• **WHAT TO PRODUCE**:
Reproduce every line of the material below, requests included, and scale each coordinate in the answer points by 2.15, rounding to the nearest whole number with halves rounded up.

• **PROVIDED MATERIAL**:
— begin —

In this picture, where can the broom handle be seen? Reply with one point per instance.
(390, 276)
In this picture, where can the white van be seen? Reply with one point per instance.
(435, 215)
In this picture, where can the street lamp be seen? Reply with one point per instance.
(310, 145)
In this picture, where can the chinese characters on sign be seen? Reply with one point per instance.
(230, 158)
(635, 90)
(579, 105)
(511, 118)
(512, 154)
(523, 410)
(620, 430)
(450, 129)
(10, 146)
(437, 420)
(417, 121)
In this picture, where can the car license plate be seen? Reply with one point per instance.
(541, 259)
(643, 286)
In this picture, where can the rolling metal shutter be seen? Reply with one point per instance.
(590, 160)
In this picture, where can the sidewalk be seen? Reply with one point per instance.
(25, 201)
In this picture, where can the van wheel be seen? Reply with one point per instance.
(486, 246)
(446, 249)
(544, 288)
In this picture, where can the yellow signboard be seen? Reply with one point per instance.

— end —

• **EXPECTED ANSWER**:
In this picture, where can the broom handle be seen? Reply with one point per instance.
(839, 593)
In this picture, where can the white van be seen? Reply with one point per instance.
(935, 462)
In this picture, where can the street lamp be seen? Reply with one point per instance.
(667, 312)
In this picture, where can the chinese characters on sign be seen? Reply with one point per instance.
(495, 340)
(1365, 194)
(1245, 226)
(1099, 254)
(1101, 331)
(1124, 882)
(1333, 925)
(968, 277)
(22, 314)
(940, 903)
(897, 260)
In this picture, where can the car license plate be seen? Reply with one point per instance.
(1163, 557)
(1382, 615)
In this picture, where can the rolling metal shutter be seen? Reply with one point per instance.
(1269, 344)
In this picture, where can the sidewalk be seen? Reply with one point per instance.
(54, 432)
In this picture, where can the van wheel be seen? Reply with one point per instance.
(1045, 529)
(959, 535)
(1170, 619)
In this picture, where can the yellow signboard be seen? Reply with one point per instance.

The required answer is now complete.